_Exercise requirements:_ Repeat all of the records verbatim.

_Dataset entries:_

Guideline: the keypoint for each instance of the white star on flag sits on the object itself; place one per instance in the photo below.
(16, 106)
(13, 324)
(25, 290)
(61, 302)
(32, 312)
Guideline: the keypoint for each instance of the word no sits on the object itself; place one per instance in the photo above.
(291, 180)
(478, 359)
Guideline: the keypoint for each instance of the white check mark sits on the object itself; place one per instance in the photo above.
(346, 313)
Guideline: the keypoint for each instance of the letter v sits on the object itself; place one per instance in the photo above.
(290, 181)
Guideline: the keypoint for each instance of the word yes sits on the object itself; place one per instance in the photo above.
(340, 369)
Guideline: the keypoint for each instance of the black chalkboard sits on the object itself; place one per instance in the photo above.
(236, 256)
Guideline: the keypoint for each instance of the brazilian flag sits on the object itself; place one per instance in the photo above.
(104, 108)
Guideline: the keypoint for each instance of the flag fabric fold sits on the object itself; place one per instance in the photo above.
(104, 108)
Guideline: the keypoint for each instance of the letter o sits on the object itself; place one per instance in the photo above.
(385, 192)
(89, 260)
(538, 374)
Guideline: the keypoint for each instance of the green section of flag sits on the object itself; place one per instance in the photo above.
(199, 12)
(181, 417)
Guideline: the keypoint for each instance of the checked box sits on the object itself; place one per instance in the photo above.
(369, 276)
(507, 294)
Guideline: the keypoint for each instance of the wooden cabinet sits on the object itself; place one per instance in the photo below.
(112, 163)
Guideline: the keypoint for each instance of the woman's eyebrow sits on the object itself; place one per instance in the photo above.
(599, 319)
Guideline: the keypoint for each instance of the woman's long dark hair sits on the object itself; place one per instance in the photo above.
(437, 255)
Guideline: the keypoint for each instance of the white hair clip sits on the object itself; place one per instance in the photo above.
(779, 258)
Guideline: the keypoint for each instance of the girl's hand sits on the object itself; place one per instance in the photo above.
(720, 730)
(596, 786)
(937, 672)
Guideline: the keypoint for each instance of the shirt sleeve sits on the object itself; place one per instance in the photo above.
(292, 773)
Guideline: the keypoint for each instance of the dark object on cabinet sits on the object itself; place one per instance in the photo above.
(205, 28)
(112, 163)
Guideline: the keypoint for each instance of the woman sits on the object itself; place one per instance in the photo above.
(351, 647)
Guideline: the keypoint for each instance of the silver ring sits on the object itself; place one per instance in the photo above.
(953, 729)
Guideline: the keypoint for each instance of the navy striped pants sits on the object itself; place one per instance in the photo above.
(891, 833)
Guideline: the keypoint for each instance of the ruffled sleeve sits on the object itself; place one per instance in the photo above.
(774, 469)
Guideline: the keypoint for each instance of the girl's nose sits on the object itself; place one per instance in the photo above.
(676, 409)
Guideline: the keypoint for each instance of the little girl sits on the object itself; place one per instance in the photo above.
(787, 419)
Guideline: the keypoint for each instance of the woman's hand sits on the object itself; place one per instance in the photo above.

_Exercise result:_
Guideline: the keypoint for each instance of the white star on flag sits on the object itself; place one per instance in the photo below.
(16, 106)
(13, 324)
(25, 290)
(61, 302)
(32, 312)
Guideline: the keypoint for each instance of the word no sits on the object itself; place one per instance in the photo above.
(291, 180)
(478, 359)
Guideline: the keypoint for each instance of the white check mark sits on the object itself; place one per instance in the photo above.
(346, 313)
Guideline: the keypoint for each instance of the letter v sits on the object itself; place one per instance in the photo above.
(290, 181)
Guideline: the keypoint for each instance of the word yes sits on the object itself; place one per instance in the photo above.
(340, 369)
Guideline: the keypoint for each instance of the black chalkboard sits on the object itself; place one per instance in the photo above.
(236, 256)
Guideline: the keypoint for each instance of the brazilian flag sits on the object itself; place one per instance in the photo above.
(104, 108)
Guideline: the keypoint for each instance of the flag fabric fold sits on the object itself; place one per instance in the photo above.
(104, 108)
Guideline: the keypoint for each instance of the letter o sits on the object itself; place one per instance in the photo above.
(385, 192)
(89, 260)
(538, 374)
Guideline: the keypoint for each instance of the green section of flag sits on the object itself; place one per instance in the photo above.
(199, 12)
(181, 417)
Guideline: the keypoint for each instance of the checked box sits on the object itself; place one per instance in the photo above.
(369, 276)
(507, 294)
Guideline: the keypoint for each instance of the wooden cabinet sits on the object itself; place one per instance in the photo below.
(112, 163)
Guideline: the keypoint for each instance of the woman's eyebrow sits on the object itself; place one per instance in the photo above.
(599, 319)
Guideline: the keypoint for each instance of the woman's long dark hair sits on the object itself; place one per instance in the photo above.
(437, 255)
Guideline: the keypoint for each instance of the white hair clip sits on the object itself; place one per instance in the photo above.
(779, 258)
Guideline: the keypoint for each instance of the girl's hand sits on the object itself; place one per instance in the photo above.
(720, 730)
(596, 786)
(937, 672)
Guideline: the keypoint for each instance of the shirt sleeve sits on the object itself; place one per instance in the photo above.
(292, 773)
Guideline: the keypoint for each instance of the dark object on cabinet sits on the object itself; place one per instance in the photo above.
(205, 28)
(112, 163)
Guideline: the keypoint for each instance of the woman sits on the object itself; place one per instance in the photo above.
(351, 647)
Guideline: the keypoint for each instance of the silver ring sits on the object itself; place one per instance in the photo above.
(953, 729)
Guideline: the keypoint for each instance of the navy striped pants sits on the object itself; place one per instance in the photo above.
(891, 833)
Guideline: the keypoint for each instance of the ruffled sleeve sits on the object itself; place one per instance in the photo above.
(774, 469)
Guideline: the keypoint for each instance of the girl's nose sits on the object itself; place one per instance in the photo above.
(676, 409)
Guideline: the keypoint for each instance of the little girl sits on the object itself; place one per instance in the photo above.
(787, 419)
Guideline: the keypoint for each instance of the woman's hand sits on the object itself; place one per instance in the photo above.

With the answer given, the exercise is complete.